### [Required task]
Rewrite the records below with "mozzarella ball" replaced by "cheese ball" and everything else left unchanged. Omit the pictures from your answer.

### [Data entries]
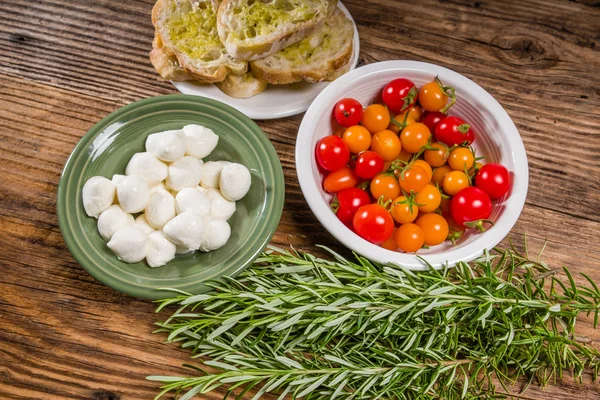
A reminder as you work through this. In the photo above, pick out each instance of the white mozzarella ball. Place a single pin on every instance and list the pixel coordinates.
(160, 209)
(160, 249)
(98, 194)
(111, 220)
(220, 207)
(235, 181)
(192, 199)
(212, 173)
(148, 167)
(133, 194)
(142, 223)
(186, 172)
(216, 234)
(199, 140)
(186, 229)
(129, 243)
(168, 146)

### [Solution to this task]
A reminder as you work through this. In the photo above, pick out each instance of the white cheese ball. Place a single pin on every instance and list the pixel coordinates.
(160, 209)
(160, 249)
(98, 194)
(111, 220)
(220, 207)
(235, 181)
(192, 199)
(212, 173)
(148, 167)
(133, 194)
(142, 223)
(186, 172)
(216, 234)
(199, 140)
(186, 229)
(129, 243)
(168, 146)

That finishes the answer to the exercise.